GIVEN DATA START
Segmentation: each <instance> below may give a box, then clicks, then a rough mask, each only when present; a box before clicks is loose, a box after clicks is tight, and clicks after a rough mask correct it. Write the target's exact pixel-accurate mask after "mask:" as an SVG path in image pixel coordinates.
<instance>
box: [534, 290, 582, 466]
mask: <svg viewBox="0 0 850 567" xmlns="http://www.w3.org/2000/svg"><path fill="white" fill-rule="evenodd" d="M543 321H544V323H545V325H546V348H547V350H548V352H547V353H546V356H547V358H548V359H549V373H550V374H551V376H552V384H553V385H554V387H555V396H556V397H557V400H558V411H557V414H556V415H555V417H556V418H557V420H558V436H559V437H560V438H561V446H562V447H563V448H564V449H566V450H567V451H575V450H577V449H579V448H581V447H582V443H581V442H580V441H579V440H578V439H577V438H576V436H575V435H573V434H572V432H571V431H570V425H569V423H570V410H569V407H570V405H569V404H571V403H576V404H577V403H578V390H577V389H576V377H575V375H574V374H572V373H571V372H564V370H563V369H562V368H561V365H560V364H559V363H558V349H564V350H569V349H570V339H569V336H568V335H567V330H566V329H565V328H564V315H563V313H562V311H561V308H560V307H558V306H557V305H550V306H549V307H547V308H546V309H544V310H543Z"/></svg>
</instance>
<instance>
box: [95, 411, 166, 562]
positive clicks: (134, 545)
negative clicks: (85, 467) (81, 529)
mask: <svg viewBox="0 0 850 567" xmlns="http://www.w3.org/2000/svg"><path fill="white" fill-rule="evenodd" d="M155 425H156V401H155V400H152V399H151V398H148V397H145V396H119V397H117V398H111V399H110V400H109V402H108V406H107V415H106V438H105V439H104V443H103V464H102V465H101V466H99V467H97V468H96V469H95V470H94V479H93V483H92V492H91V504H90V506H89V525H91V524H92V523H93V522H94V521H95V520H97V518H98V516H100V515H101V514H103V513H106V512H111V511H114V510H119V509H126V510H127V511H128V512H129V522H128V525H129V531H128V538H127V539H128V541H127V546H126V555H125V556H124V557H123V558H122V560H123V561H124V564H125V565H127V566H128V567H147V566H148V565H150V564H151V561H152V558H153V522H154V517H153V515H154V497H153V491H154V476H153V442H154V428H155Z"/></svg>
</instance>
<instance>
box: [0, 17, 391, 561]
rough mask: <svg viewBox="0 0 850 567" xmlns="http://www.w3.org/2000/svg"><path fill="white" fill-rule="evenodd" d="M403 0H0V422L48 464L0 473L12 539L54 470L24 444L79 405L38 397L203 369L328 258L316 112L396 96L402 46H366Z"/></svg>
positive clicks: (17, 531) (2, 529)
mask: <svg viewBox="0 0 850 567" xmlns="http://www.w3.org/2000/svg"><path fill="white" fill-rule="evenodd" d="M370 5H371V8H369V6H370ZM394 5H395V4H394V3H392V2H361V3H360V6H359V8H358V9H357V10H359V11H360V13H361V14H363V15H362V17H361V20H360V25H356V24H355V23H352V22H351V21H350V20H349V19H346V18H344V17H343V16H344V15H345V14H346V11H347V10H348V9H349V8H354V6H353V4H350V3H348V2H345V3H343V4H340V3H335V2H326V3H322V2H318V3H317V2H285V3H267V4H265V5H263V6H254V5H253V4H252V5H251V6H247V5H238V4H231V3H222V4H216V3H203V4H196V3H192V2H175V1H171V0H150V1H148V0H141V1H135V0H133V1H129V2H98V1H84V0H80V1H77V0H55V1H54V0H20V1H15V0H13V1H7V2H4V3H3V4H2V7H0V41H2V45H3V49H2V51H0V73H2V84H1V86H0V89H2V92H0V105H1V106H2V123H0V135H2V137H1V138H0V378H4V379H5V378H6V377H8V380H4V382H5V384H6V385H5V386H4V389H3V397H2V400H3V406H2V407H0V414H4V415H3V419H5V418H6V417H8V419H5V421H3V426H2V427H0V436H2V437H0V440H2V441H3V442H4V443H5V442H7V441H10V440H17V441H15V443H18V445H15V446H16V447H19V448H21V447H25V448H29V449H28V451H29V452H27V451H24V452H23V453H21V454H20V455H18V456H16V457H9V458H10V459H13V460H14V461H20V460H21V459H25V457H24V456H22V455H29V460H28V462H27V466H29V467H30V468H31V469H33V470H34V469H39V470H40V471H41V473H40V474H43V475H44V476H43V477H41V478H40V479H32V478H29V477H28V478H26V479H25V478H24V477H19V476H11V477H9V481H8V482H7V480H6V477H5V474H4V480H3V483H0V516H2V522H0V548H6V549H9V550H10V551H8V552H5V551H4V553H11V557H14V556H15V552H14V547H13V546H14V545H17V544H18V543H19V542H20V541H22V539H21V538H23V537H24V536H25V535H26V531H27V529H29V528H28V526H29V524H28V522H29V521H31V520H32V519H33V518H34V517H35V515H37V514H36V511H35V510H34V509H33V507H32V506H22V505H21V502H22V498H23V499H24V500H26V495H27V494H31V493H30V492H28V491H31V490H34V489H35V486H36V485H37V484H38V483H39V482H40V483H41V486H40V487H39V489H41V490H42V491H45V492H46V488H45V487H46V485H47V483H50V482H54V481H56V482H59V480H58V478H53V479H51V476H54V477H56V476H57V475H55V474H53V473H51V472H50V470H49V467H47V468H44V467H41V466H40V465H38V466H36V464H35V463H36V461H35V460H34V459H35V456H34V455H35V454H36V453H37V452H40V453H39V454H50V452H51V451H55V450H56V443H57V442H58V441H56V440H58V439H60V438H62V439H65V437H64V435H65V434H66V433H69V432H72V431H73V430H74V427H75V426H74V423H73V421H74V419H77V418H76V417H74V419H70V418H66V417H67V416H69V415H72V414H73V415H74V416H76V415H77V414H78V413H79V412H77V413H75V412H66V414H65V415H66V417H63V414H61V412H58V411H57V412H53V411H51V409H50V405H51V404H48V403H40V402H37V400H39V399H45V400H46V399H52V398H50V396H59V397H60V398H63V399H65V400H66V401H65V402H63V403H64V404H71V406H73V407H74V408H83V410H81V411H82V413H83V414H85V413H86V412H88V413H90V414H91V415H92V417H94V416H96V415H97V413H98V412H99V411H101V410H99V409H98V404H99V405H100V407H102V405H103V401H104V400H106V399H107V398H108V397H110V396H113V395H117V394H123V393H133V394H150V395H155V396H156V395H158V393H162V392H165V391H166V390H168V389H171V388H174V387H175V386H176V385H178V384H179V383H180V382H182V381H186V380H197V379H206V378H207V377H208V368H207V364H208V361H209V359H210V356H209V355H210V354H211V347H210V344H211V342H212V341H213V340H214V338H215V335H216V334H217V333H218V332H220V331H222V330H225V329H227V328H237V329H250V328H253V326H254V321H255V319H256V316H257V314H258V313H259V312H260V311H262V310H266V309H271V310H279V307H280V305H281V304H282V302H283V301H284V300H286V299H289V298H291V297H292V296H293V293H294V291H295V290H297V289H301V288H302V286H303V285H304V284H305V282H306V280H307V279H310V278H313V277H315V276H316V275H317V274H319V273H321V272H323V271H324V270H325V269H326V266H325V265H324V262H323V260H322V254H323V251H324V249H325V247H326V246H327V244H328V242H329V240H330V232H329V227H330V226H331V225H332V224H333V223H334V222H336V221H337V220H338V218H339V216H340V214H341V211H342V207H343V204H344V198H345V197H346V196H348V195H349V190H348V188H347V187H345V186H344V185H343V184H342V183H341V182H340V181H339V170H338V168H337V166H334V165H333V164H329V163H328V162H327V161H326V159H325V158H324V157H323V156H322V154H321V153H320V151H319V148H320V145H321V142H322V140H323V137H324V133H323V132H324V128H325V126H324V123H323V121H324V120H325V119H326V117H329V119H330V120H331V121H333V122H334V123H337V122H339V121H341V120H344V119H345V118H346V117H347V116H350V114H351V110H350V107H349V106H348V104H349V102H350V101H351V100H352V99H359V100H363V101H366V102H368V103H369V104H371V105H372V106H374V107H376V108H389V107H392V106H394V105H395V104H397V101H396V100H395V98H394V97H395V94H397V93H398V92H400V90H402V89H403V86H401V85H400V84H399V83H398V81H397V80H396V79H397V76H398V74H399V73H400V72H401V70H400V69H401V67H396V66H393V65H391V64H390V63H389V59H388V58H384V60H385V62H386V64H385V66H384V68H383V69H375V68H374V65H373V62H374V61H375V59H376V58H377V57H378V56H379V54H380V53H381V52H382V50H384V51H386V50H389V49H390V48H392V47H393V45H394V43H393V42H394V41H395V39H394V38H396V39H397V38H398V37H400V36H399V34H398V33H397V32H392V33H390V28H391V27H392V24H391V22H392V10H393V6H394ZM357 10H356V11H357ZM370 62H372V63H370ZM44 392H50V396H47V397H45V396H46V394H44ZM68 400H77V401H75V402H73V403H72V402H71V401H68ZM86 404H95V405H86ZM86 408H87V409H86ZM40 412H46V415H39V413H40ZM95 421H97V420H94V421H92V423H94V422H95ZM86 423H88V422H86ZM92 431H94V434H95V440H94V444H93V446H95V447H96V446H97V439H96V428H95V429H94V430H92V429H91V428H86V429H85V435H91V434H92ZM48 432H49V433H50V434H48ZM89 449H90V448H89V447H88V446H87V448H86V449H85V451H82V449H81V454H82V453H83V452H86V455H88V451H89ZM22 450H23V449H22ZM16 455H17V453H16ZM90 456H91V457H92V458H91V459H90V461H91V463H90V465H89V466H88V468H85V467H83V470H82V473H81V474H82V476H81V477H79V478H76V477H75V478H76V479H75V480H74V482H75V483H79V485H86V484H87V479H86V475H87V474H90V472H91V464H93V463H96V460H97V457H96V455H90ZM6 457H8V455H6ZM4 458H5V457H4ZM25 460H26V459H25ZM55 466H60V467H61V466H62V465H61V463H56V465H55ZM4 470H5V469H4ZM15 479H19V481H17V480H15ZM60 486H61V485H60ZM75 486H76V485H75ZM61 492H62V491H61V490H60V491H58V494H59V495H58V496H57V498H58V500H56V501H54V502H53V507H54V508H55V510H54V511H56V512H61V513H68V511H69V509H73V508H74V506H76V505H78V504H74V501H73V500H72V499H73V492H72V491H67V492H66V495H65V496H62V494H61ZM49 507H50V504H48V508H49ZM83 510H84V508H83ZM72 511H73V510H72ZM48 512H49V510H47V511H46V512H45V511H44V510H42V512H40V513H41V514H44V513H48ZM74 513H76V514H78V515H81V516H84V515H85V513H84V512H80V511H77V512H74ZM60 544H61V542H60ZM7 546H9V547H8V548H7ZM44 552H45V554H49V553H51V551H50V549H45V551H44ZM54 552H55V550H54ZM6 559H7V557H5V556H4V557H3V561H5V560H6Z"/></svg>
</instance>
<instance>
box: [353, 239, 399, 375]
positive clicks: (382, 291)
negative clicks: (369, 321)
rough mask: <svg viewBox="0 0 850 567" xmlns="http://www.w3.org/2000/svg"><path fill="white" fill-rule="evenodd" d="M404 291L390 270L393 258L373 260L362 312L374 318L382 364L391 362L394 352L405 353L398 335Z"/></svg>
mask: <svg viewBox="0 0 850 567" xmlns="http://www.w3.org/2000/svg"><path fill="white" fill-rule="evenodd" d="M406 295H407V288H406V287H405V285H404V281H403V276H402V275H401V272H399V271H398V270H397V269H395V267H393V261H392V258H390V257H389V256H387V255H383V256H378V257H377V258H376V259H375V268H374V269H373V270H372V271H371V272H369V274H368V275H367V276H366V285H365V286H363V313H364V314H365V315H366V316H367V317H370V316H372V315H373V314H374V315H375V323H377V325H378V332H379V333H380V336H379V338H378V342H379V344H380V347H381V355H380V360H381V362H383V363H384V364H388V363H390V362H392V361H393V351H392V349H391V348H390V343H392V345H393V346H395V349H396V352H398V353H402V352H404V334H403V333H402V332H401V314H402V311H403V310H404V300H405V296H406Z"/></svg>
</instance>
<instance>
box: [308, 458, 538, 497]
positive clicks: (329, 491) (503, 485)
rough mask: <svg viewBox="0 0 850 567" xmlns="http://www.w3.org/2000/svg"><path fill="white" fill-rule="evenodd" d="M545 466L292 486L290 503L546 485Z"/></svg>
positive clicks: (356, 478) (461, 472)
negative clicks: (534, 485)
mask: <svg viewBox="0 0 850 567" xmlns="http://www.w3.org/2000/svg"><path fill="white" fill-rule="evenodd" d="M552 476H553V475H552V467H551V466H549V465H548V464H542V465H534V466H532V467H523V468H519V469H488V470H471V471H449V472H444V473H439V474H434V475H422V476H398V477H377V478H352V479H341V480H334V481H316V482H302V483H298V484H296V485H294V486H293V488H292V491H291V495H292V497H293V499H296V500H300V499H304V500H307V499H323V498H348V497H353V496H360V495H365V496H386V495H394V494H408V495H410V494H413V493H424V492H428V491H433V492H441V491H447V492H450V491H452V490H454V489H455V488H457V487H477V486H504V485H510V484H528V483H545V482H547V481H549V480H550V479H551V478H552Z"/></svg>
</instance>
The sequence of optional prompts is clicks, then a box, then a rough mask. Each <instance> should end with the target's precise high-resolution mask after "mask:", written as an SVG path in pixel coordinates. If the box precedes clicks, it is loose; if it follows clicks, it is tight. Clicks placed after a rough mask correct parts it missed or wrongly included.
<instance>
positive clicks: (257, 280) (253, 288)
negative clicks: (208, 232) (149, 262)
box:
GIVEN DATA END
*PROBLEM DETAILS*
Copy the records from the start through the line that contains "box: [534, 290, 582, 466]", swapping "loose" for "approximate" and leaving everything else unchanged.

*SOLUTION TO THE EXERCISE*
Segmentation: each <instance> below may give a box, then clicks, then a rough mask, each only when present; a box before clicks is approximate, a box after clicks is tight, and clicks after a rough mask correct it. Write the target's exact pixel-accurate mask after "mask:" as an SVG path in image pixel coordinates.
<instance>
box: [534, 290, 582, 466]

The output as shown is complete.